EXERCISE DESCRIPTION: When you copy the records that follow, please keep every word exactly as it is and leave out the pictures.

RECORD SET:
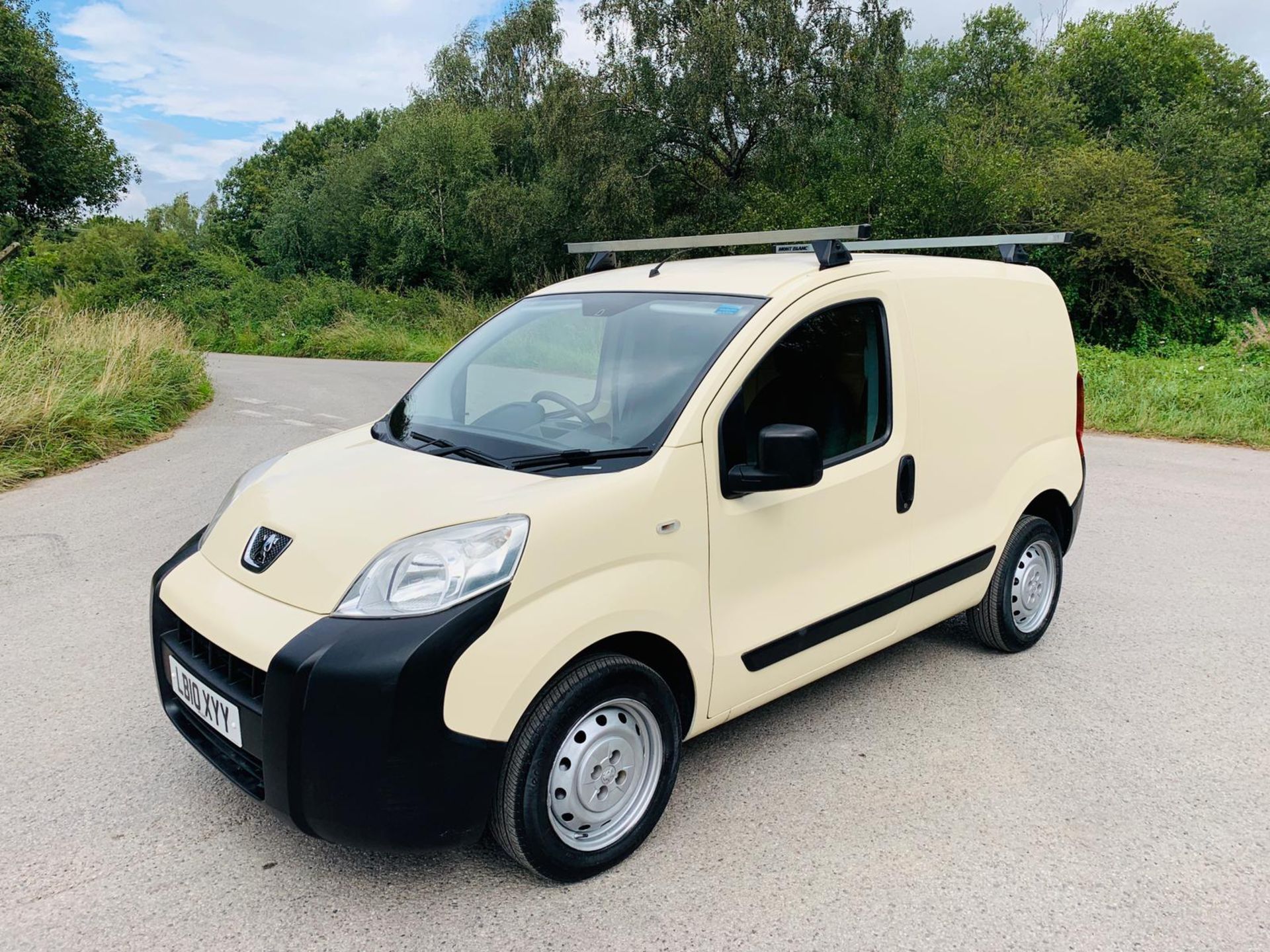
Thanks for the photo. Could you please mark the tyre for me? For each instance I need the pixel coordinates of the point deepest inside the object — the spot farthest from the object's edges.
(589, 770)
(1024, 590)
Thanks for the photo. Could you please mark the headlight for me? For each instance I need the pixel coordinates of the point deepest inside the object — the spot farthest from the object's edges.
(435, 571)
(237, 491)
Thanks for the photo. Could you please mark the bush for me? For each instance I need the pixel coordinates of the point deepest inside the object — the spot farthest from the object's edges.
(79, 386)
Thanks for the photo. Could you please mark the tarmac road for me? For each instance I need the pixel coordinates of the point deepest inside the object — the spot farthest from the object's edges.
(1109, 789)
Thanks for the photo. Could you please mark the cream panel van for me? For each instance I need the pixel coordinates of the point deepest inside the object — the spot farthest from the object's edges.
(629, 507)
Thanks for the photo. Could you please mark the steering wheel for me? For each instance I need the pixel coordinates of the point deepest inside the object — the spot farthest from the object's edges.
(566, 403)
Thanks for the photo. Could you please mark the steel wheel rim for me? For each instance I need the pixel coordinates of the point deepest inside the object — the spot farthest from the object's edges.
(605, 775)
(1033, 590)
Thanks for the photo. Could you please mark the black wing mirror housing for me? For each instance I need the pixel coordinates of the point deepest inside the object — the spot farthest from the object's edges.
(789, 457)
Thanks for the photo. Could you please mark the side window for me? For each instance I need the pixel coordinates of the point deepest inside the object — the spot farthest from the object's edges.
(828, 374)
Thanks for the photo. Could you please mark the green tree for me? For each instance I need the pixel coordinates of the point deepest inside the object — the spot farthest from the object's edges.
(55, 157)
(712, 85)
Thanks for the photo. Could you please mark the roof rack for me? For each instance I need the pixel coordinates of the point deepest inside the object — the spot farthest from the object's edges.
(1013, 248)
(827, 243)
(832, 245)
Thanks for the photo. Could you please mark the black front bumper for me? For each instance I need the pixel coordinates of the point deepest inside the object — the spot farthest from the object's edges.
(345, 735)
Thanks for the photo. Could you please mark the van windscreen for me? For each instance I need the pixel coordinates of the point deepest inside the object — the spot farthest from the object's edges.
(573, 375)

SOLUTION FOR THIS PROBLEM:
Thanks for the photo. Could you please mark the tyre for me? For each instance I need the pixel coordinates of the point deepest inside the object — the spot farthest from the object's edges.
(589, 770)
(1024, 590)
Thanks for the photo. Could you please mark the headlight for me? For each instance I need the pixel coordinates of the point deepest inside the object — the spot farthest from the object's edges.
(435, 571)
(237, 491)
Thanks for the photo. Could you please mark the bush for me? For each instance I need the pixel coordinates of the point deepest inside the object — the spot farthest from the object's edges.
(79, 386)
Thanks for the photo. Could you please mark the tarmac road for me? For each instance I need the pixel coordinates of the point deepest inside the object — the spot farthest from the object's edges.
(1109, 789)
Thanks for the photo. Could you please mark the cream panel van for me? For each instance I need the pixel coordinates of the point deepest inside the object — the spot farthest from the object's edges.
(629, 507)
Thanks for the photo. Could you please mark the steering wheel for me? For each instance I need the pixel coordinates of the point deepest inside the object — the spot farthest from the object's edges.
(566, 403)
Thanks for the photo. Could you please mark the steel wheel rim for me? For each instance I need the pixel coordinates of the point deepest inside the object — the spot farthest from the object's edges.
(605, 775)
(1033, 590)
Thanks for the photo. Could you please mark the black wing mirror housing for me? For each instance I need the pixel coordinates of the point deepest inside the object — the spot farthest from the object's edges.
(789, 457)
Thanks for the photo. Could you please mark the side window for me? For each instance I need the pixel coordinates of the point deepest inside the object — the spot farthest from the object's edges.
(828, 374)
Thanks for the photo. Could you please mark the green tree for me? For each instance I need the pixel coordinates of the point deepest inside the object — the spot farthest from the object's edges.
(55, 157)
(712, 85)
Thanks for the photo. Could you please mark the roof rack for me? For each instance I need the pixel coordinates of the point deepest inside the object — the spot farthest from the object's edges.
(1013, 248)
(827, 243)
(832, 245)
Thanks for the photo. Could you please mark the black front bumper for me? For each instance I need the pixel coordinates of the point deepest inside the object — the spot farthest from the object's edges.
(345, 735)
Thanks for the photo. Could you please mark the van windscreen for me? For each instance I need the pixel coordinates of the point deepest inside the object — the spot farthest from the object's edges.
(573, 375)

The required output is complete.